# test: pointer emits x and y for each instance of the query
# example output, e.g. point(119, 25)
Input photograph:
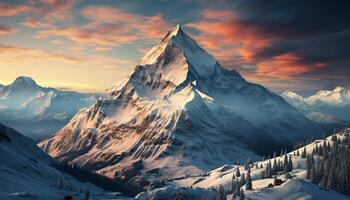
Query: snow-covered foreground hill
point(326, 106)
point(295, 188)
point(26, 172)
point(180, 112)
point(36, 111)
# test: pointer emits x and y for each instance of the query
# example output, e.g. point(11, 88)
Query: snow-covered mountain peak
point(338, 89)
point(292, 94)
point(176, 40)
point(24, 83)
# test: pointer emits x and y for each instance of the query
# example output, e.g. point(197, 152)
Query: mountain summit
point(180, 112)
point(38, 111)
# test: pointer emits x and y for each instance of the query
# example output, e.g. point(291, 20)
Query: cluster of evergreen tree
point(278, 165)
point(101, 181)
point(329, 165)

Challenge: Please recast the records above as a Markdown table with two columns, Row and Line, giving each non-blank line its own numbered row and leaving out the pictures.

Complete output:
| Row | Line |
|---|---|
| 1 | # test: pointer emits x and y for each instance of the query |
| 2 | # example output, e.g. point(119, 25) |
| 3 | Input photograph: |
| 4 | Query: snow-covered foreground hill |
| 5 | point(326, 106) |
| 6 | point(295, 188) |
| 7 | point(26, 172) |
| 8 | point(180, 112) |
| 9 | point(36, 111) |
| 10 | # test: pointer emits x and y for each instance of the query |
| 11 | # example output, e.g. point(11, 88) |
| 12 | Query: snow-covered mountain peak |
| 13 | point(338, 89) |
| 14 | point(292, 94) |
| 15 | point(176, 40) |
| 16 | point(24, 83) |
| 17 | # test: pointer emits x and y for each instance of the query |
| 18 | # example output, e.g. point(197, 152) |
| 19 | Query: mountain summit |
| 20 | point(180, 112) |
| 21 | point(38, 111) |
| 22 | # test: pointer emits x and y for each instance of the query |
| 23 | # example output, e.g. point(291, 20) |
| 24 | Query: cluster of evergreen tree |
| 25 | point(278, 165) |
| 26 | point(101, 181) |
| 27 | point(329, 165) |